## ESTRATTO DELL'INTERVISTA
%%

Sì, in Call My Agent ho rotto gli argini, è vero: Monica è stata liberatoria. Ho amato la serie francese in modo spudorato e Noémie (il personaggio della serie originale francese, interpretato da Laure Calamy, ndr) mi ha letteralmente rapita, l’ho subito notata e trovata incredibilmente interessante. Così quando è capitato che volessero farmi un provino e proprio per un ruolo che avrebbe ricalcato il suo, ne sono stata felice e quasi impaurita per gli stessi motivi: ha un range allucinante, gioca tantissimo e si evolve continuamente. Prima dei provini ho sempre quel fremito, quell’emozione e sì, anche paura e nervosismo, poi mi dico “Fuck it” ed entro, do tutto, non so neanche io come. Questa volta, ancora di più, sentivo qualcosa dentro che doveva uscire dalla mente, dal cuore, dalla pancia. Ed è successo, ricordo che quando è finito il provino mi sono chiesta: “Ma cosa ho fatto?”. Deve essere andata bene, per fortuna, perché mi hanno preso. Poi tanto ha fatto l’alchimia con Michele Di Mauro (alias Vittorio, l’agente cinematografico a cui Monica fa da assistente, ndr) e il fatto che Monica non sia Noémie, perché CMA Italia è strutturalmente diverso da quello francese, lo replica nello spirito ma riuscendo ad adattarlo alla specificità italiana che, in particolare nello show-biz, che non esiste poi davvero, è davvero forte. Alla fine CMA Francia è una ricetta, ma poi qui da noi cambiano gli ingredienti, lo chef – grazie Luca Ribuoli (il regista, ndr), sei stato grande – e l’impiattamento. Monica rappresenta ciò che Noémie è in quel contesto, ma ha una sua unicità. Ho provato come mai prima e il regista è stato incredibilmente ricettivo quando ho avuto qualche idea. Un supergioco di squadra, una di quelle cose che ti capitano una volta nella vita, di quelle che da voi giornalisti a noi attori viene da dire “figata!” con quella sincerità che in questo ambiente non è che ci sia sempre.
Sembrano molto felici anche i grandi nomi che si sono prestati al gioco.
Per dire, anche Paolo Sorrentino era contento, della serie ma anche di se stesso. Così come Paolo Cortellesi, due che sono molto esigenti. È stata una festa prima, durante e dopo.
Dal grado di consapevolezza con cui parli del tuo lavoro, l’impressione è che tu senta il bisogno di essere anche altro. Hai mai pensato alla regia?

%%

## DATI MOSTRATI
%%

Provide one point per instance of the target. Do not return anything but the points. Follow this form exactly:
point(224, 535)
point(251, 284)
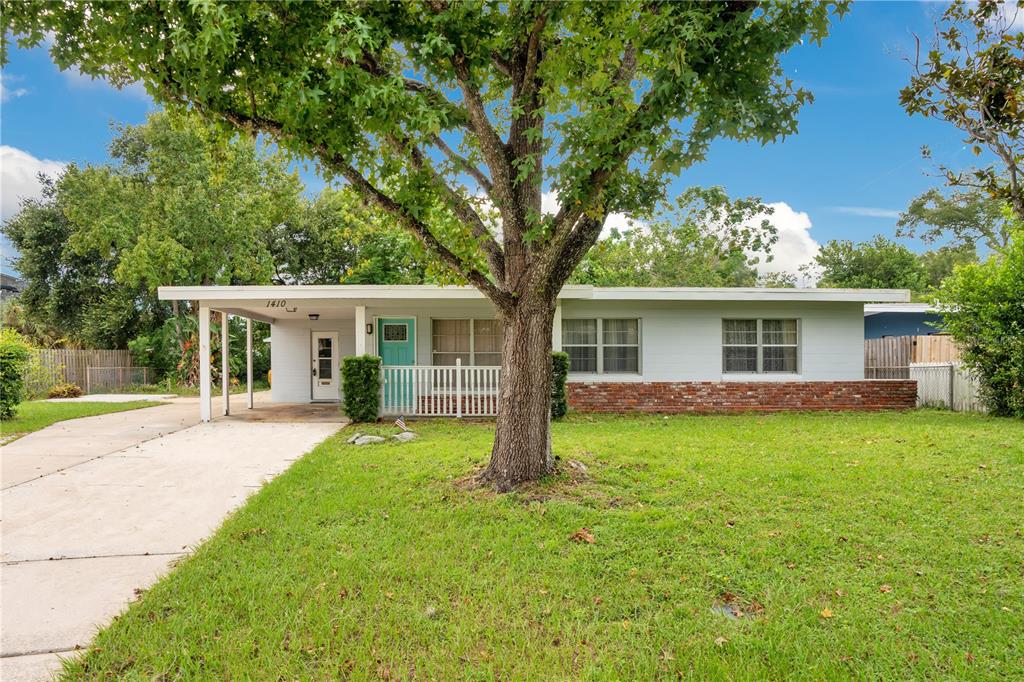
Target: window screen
point(395, 332)
point(760, 345)
point(602, 345)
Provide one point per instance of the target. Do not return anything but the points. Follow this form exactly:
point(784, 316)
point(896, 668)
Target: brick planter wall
point(735, 396)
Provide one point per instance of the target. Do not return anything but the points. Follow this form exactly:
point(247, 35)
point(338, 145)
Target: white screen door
point(325, 366)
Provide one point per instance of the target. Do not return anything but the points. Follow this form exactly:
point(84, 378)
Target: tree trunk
point(522, 434)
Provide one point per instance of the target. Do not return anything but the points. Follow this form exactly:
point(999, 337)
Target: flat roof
point(393, 292)
point(876, 308)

%%

## ELENCO DEI COMPITI
1. Ritrascriva dall'intervista il passo che va da "Sembrano molto felici" fino a "pensato alla regia?" compreso.
2. Prosegua l'intervista su Call My Agent a partire dall'ultima frase riportata.
I dati non hanno alcun legame con l'intervista.

## RISPOSTE AI COMPITI
1.
Sembrano molto felici anche i grandi nomi che si sono prestati al gioco.
Per dire, anche Paolo Sorrentino era contento, della serie ma anche di se stesso. Così come Paolo Cortellesi, due che sono molto esigenti. È stata una festa prima, durante e dopo.
Dal grado di consapevolezza con cui parli del tuo lavoro, l’impressione è che tu senta il bisogno di essere anche altro. Hai mai pensato alla regia?

2.
Sì, ci penso spesso alla regia, conta che io a Londra volevo fare il corso di regia e non solo quello di recitazione. Avevo 21 anni, avevo passato l’esame d’ammissione a quest’ultimo e il giorno dopo avevo l’altro esame. Mentre andavo a farlo, però, ho pensato che per diventare cineasta avrei voluto prima cimentarmi in tutto ciò che avrei chiesto ai miei attori. E comunque poi sono entrata anche nel corso di sceneggiatura, ho scritto due corti e, come mi è successo con Cloro, traduco anche i copioni dall’italiano all’inglese, in quel caso per i co-produttori. Mi interessa molto creare, scrivere – sono una che venera la sceneggiatura – e un giorno, magari, mettermi alla prova anche dietro la macchina da presa. Ora però voglio godermi questo momento, tanto arriverà l’età in cui mancheranno i ruoli. L’Italia non è ancora così matura da proporre ruoli davvero interessanti a donne mature, e allora mi serve tempo e coraggio per provare a fare il salto. Molte colleghe mi spronano a farlo. Valentina Bellè me lo dice sempre, e lo ha fatto anche questa volta: “Brava Sara, sei stata bravissima, ma ora voglio qualcosa di tuo”.
Hai un sogno nel cassetto? Che ne so, dire di no a DiCaprio, dopo Lillo e Luca?
Ho smesso di avere sogni nel cassetto, mi sa perché mi piace la realtà che ho davanti adesso. Però se proprio devo sforzarmi, i fratelli Coen. E qualche tempo fa sono stata sul punto, esattamente come ha fatto Javier Cámara con Sorrentino (l’attore spagnolo ha poi avuto il ruolo del cardinal Gutierrez in The Young Pope, ndr), di scrivere a Wes Anderson per fare un suo film. Anche un secondo, anche se poi tagliavano la parte. Ho voglia di materiale narrativo controverso, sfaccettato.
Vuoi essere la Frances McDormand italiana?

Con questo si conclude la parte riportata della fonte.